[START Extracted text]

# 14 Cruze diesel possible bad turbo



## Tdipwr (Dec 16, 2018)

I just purchased the car and was told by previous owner turbo is bad. The car has 98,000 miles and will start up and idle about 2 minutes then shuts itself off. When reved up you can hear a noise coming from the turbo. I’m gonna pull the hoses and check it later today but at 98,000 seems odd to me. My other 14 has 257,000 and has never had any turbo issues. Any thoughts greatly appreciated .


----------



## MP81 (Jul 20, 2015)

Can you get a video of the sound? Sometimes the intercooler piping will break on these and cause all sorts of running issues.


----------



## Rivergoer (Mar 30, 2017)

Definitely check all the plumbing, both intake and charge sides. One leak or loose clamp can cause havoc.


----------



## Tdipwr (Dec 16, 2018)

Ok I got the car home and after some checking the oil was very low evidently why it was shutting off after only a few seconds of running. I took hose off and turbo has a lot of play in it. I connected hose and took it up the road and actually ran rather well. Arrived home and oil was leaking badly out of the exhaust side of the turbo. I’ve ordered a turbo just hope no engine damage was done by lack of oil.


----------



## mkohan (Dec 19, 2015)

You might want to do some research on how the engine is doing. Compression check might tell if it is more than just the turbo.


----------

[END Extracted text]
[START Given data]

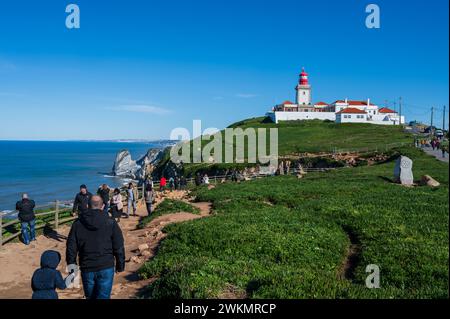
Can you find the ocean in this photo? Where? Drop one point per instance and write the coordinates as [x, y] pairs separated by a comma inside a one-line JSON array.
[[50, 171]]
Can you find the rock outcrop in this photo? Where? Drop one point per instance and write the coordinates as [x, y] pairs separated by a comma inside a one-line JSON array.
[[427, 180], [124, 166]]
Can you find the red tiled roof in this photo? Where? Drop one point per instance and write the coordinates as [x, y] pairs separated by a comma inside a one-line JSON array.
[[386, 110], [352, 102], [357, 102], [352, 110]]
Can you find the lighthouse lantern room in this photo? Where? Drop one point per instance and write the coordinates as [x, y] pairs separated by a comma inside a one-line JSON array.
[[303, 90]]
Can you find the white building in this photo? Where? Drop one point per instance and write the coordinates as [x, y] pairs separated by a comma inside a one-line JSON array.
[[303, 109], [351, 115]]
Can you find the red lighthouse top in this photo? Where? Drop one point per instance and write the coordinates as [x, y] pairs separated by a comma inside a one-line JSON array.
[[303, 77]]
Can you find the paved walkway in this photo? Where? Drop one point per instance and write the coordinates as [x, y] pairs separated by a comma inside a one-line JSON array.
[[436, 153], [18, 261]]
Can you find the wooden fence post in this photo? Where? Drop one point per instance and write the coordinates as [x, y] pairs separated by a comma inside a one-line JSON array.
[[1, 229], [56, 214]]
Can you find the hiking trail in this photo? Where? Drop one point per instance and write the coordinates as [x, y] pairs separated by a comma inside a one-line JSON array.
[[18, 262]]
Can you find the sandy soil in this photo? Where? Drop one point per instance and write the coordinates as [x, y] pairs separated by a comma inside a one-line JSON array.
[[18, 262]]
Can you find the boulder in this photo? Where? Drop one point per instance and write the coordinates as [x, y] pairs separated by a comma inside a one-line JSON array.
[[142, 248], [135, 259], [124, 166], [403, 171], [427, 180]]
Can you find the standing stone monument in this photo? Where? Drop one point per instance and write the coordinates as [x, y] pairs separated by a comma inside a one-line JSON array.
[[403, 171]]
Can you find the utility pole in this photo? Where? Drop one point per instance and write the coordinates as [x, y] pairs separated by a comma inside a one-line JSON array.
[[432, 113], [443, 120]]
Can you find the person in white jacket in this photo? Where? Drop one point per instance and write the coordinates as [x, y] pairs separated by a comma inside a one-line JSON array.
[[116, 205]]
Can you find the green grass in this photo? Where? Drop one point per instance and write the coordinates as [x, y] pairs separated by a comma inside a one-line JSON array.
[[281, 237], [40, 220], [323, 136], [312, 136], [168, 206]]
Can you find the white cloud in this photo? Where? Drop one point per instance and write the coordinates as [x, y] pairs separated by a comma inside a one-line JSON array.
[[141, 108], [246, 95], [7, 66], [11, 94]]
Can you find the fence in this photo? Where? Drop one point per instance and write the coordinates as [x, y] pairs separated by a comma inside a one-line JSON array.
[[58, 219], [385, 147], [58, 212]]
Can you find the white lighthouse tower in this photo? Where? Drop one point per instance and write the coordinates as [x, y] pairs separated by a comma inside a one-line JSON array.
[[303, 90]]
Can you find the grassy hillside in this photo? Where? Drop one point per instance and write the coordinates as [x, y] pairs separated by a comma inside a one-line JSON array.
[[280, 237], [324, 136], [296, 137]]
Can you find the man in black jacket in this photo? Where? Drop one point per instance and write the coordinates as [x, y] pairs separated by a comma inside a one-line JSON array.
[[98, 241], [104, 192], [27, 218], [81, 202]]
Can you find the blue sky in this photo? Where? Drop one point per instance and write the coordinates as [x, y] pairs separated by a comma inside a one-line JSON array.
[[138, 69]]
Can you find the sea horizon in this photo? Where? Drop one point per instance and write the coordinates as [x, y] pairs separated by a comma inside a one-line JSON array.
[[54, 170]]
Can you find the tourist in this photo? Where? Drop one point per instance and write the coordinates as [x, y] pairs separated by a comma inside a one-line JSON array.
[[104, 192], [98, 242], [198, 179], [234, 176], [177, 182], [46, 279], [27, 219], [162, 184], [171, 183], [183, 182], [81, 202], [116, 205], [149, 183], [131, 199], [148, 199]]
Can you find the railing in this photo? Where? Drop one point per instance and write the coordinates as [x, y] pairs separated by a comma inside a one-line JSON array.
[[55, 222], [58, 211], [385, 147]]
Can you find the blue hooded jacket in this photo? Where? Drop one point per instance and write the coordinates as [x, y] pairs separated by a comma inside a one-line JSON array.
[[46, 279]]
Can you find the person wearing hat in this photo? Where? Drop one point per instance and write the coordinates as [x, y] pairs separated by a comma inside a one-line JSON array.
[[81, 202]]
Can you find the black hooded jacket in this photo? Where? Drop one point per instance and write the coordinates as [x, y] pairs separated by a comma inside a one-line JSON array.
[[81, 202], [46, 279], [26, 210], [97, 240]]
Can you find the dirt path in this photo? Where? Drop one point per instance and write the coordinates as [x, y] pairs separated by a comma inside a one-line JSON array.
[[18, 262]]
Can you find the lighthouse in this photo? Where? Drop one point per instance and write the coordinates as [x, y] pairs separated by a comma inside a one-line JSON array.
[[303, 90]]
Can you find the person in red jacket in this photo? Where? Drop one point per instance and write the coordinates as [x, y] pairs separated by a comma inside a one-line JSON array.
[[162, 184]]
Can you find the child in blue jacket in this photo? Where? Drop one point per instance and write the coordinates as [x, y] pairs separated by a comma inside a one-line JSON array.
[[46, 279]]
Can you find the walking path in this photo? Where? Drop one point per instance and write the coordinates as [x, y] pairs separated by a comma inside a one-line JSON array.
[[18, 261], [436, 153]]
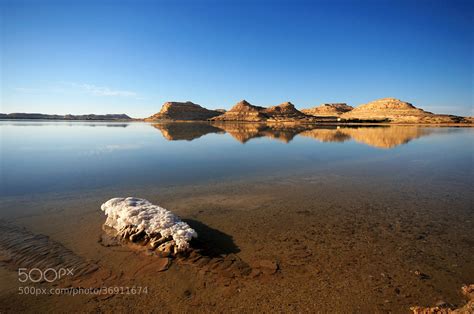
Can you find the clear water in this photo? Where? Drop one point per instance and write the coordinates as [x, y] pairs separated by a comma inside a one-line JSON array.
[[40, 157]]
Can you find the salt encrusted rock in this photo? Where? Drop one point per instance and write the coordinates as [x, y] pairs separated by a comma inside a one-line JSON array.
[[138, 220], [444, 308]]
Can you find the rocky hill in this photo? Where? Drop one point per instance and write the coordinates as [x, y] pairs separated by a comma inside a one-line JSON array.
[[243, 111], [183, 111], [328, 110], [396, 111], [284, 112], [246, 112], [40, 116]]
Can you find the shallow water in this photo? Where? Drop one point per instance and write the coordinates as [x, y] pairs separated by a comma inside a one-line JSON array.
[[38, 157], [347, 212]]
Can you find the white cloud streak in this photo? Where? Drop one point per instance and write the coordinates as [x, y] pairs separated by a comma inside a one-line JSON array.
[[90, 89], [105, 91]]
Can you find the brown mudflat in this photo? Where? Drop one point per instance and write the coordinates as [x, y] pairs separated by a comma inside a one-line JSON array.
[[307, 243]]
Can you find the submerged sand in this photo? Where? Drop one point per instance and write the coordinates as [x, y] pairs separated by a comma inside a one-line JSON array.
[[327, 243]]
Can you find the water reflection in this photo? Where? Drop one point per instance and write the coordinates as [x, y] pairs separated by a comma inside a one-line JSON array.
[[376, 136]]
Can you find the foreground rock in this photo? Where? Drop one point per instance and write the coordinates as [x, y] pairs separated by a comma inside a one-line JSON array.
[[40, 116], [443, 308], [139, 221], [396, 111], [183, 111], [328, 110]]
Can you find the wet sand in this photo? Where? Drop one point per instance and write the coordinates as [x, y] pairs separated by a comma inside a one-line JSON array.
[[340, 243]]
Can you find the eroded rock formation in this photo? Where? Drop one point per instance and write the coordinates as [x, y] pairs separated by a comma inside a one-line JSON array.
[[243, 111], [183, 111], [397, 111], [328, 110]]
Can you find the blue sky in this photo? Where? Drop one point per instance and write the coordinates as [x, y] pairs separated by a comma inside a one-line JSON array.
[[131, 56]]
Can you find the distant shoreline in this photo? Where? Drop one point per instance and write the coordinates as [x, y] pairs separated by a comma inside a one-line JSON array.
[[248, 122]]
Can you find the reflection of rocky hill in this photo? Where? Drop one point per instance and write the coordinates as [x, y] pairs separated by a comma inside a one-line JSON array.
[[244, 132], [385, 137], [376, 136], [326, 134], [185, 131], [183, 111]]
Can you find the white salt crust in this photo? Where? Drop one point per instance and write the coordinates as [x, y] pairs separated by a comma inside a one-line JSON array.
[[153, 219]]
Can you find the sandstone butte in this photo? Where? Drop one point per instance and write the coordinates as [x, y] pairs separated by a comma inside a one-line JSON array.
[[328, 110], [244, 111], [397, 111], [382, 110], [183, 111]]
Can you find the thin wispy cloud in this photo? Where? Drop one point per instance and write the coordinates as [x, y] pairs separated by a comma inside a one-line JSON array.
[[105, 91], [84, 88]]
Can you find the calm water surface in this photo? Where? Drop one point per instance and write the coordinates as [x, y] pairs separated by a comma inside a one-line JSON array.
[[39, 157]]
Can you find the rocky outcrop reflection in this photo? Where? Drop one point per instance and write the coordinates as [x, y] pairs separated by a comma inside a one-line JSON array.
[[327, 134], [244, 132], [372, 135], [387, 136], [188, 131], [376, 136]]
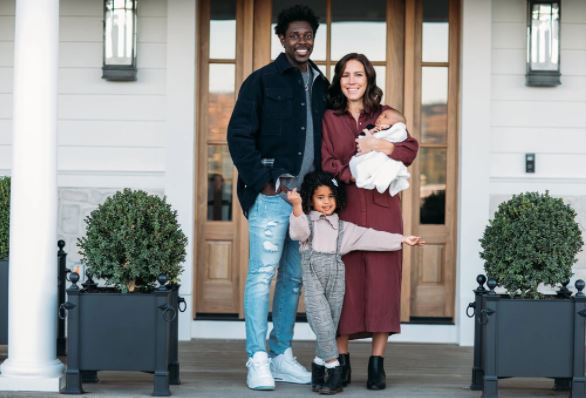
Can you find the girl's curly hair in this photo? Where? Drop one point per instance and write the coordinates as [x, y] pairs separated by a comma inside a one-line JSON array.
[[317, 179]]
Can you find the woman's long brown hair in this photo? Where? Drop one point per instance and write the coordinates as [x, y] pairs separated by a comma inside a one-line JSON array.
[[373, 94]]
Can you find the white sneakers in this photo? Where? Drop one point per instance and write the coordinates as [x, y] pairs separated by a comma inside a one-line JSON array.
[[259, 373], [262, 371], [285, 368]]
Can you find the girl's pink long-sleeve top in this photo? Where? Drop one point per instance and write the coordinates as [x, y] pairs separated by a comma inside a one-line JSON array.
[[325, 234]]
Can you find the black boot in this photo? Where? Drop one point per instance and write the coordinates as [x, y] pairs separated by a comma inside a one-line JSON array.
[[318, 375], [347, 373], [333, 383], [376, 374]]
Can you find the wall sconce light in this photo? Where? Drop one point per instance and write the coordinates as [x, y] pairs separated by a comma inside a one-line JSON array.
[[543, 43], [119, 40]]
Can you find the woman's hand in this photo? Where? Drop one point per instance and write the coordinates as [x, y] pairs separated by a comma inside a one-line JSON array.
[[368, 143], [413, 240]]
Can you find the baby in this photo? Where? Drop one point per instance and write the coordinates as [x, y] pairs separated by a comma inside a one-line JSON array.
[[375, 169]]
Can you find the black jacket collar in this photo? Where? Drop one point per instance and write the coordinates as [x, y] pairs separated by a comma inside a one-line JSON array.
[[283, 64]]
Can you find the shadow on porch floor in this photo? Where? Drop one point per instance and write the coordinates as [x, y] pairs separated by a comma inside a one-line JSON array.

[END Given data]

**Required tasks**
1. Reproduce the part of the Cruze diesel thread from "## Rivergoer (Mar" to "lack of oil.".
2. In the Cruze diesel thread, what did the buyer find out about the oil after getting the car home?

**Written answers**
1.
## Rivergoer (Mar 30, 2017)

Definitely check all the plumbing, both intake and charge sides. One leak or loose clamp can cause havoc.


----------



## Tdipwr (Dec 16, 2018)

Ok I got the car home and after some checking the oil was very low evidently why it was shutting off after only a few seconds of running. I took hose off and turbo has a lot of play in it. I connected hose and took it up the road and actually ran rather well. Arrived home and oil was leaking badly out of the exhaust side of the turbo. I’ve ordered a turbo just hope no engine damage was done by lack of oil.

2. The oil was very low.